▶ _TASKS AND EXERCISES_
1 – In the trial account, reproduce the stretch from "The Crown seized" through "had been said.", changing "milking shed" to "dairy shed".
2 – List every person named in the trial account.
3 – Summarize the trial account in two sentences.

As soon as he rejoined the rest of the family at 147 Aorangi Road after leaving Kylee’s house that morning, he’d checked the shotgun and put it and the ammunition back in the safes where they were supposed to be. A month later, when police asked him where the shotgun had been on the morning of the murder, he said it had been in the safes.
It wasn’t until 15 April the following year, a week after Macdonald’s arrest, that he admitted to police he’d lied, embarrassed by his failure to keep his firearms safely stored. ‘I knew that I’d done the wrong thing and didn’t want to admit it, I suppose.’ It was a humbling admission from someone who had been central to the police investigation and at the heart of keeping everyone together after the loss of first Scott and then Macdonald from their family. ‘I didn’t tell the truth and I guess you could say, well, that’s a lie . . . and I regret it.’ Bryan noted that when he checked on the shotgun after Scott’s murder, he was relieved to find it was exactly where he had left it, and nothing suggested it had been used in the meantime.
During the trial, Bryan was frequently brought back to what occurred that morning, several times recounting that first phone call from Macdonald. The call lasted 22 seconds. One of the only things he remembered about it, apart from the fact that something had happened to Scott and he’d better get out to the farm quickly, was Macdonald saying something about ‘his face’.
The Crown seized on this as evidence of Macdonald’s guilt. It argued that only the killer would have known where Scott had been shot. Macdonald had been stopped by police from approaching the body, and in the dim morning light couldn’t have seen clearly where the wound was from a distance of between 6 and 10 metres.
Later, Greg King put it to Bryan Guy that what Macdonald had probably said, as he blurted out that Scott had been in an accident, was that it was at ‘his place’. Macdonald had told Bryan to get out to the farm but Bryan didn’t recall him saying where to go—which was why he first drove to the milking shed and silage pit. Given that his overriding memory of the call was that Macdonald was virtually incomprehensible, King suggested it was fair to assume Macdonald had actually told him where to come but he’d simply misunderstood what had been said.

▶ _DATASET EXCERPTS_

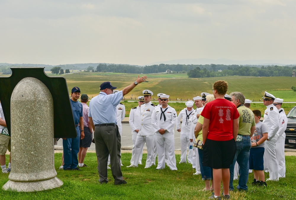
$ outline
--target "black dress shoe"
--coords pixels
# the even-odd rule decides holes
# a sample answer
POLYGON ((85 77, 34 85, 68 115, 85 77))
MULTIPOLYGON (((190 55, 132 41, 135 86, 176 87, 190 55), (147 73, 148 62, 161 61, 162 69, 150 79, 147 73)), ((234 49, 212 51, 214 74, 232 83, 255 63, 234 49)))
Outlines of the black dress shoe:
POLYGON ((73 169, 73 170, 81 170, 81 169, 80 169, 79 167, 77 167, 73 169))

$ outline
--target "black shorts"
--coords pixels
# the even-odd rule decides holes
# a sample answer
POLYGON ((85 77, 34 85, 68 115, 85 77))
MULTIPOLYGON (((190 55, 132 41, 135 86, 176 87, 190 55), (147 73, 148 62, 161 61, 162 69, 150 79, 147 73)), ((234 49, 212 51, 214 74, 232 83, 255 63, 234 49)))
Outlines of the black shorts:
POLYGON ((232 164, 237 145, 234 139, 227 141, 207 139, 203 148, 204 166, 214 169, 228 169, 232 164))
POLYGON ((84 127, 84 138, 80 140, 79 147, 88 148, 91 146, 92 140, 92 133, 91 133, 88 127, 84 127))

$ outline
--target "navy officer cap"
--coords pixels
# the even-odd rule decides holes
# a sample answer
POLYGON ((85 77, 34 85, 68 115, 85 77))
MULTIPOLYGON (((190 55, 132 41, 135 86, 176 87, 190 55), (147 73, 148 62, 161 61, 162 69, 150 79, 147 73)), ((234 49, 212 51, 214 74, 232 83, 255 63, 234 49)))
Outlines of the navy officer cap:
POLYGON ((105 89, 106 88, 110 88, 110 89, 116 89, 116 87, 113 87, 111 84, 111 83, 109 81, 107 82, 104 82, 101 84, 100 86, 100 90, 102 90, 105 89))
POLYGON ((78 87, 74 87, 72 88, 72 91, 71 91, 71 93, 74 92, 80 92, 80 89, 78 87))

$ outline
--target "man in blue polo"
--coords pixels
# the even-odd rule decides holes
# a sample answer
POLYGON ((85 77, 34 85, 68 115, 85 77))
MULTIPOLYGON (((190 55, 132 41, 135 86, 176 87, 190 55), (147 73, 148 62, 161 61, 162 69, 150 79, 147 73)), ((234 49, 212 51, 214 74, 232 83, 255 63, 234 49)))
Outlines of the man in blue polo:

==

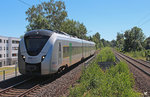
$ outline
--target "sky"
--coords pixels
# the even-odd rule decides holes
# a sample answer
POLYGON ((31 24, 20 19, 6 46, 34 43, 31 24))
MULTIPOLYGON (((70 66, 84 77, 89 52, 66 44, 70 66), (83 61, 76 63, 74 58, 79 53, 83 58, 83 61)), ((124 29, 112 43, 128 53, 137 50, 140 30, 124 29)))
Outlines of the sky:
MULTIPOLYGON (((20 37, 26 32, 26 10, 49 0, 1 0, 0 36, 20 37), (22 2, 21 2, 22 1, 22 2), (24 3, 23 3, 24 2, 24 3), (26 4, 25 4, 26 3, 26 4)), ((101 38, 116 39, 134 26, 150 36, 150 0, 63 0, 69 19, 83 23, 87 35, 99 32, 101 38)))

▶ _RESULTS OF THE EXERCISE_
1 –
The Crown seized on this as evidence of Macdonald’s guilt. It argued that only the killer would have known where Scott had been shot. Macdonald had been stopped by police from approaching the body, and in the dim morning light couldn’t have seen clearly where the wound was from a distance of between 6 and 10 metres.
Later, Greg King put it to Bryan Guy that what Macdonald had probably said, as he blurted out that Scott had been in an accident, was that it was at ‘his place’. Macdonald had told Bryan to get out to the farm but Bryan didn’t recall him saying where to go—which was why he first drove to the dairy shed and silage pit. Given that his overriding memory of the call was that Macdonald was virtually incomprehensible, King suggested it was fair to assume Macdonald had actually told him where to come but he’d simply misunderstood what had been said.

2 –
Kylee
Macdonald
Scott
Bryan Guy
Greg King

3 – Bryan Guy lied to police about where his shotgun had been on the morning of Scott's murder, and he admitted the lie a week after Macdonald's arrest because he was embarrassed that he had not stored his firearms safely. At trial, the Crown argued that Macdonald's mention of "his face" in a 22-second phone call showed he was the killer, while Greg King suggested that Macdonald had probably said "his place" and that Bryan had misheard.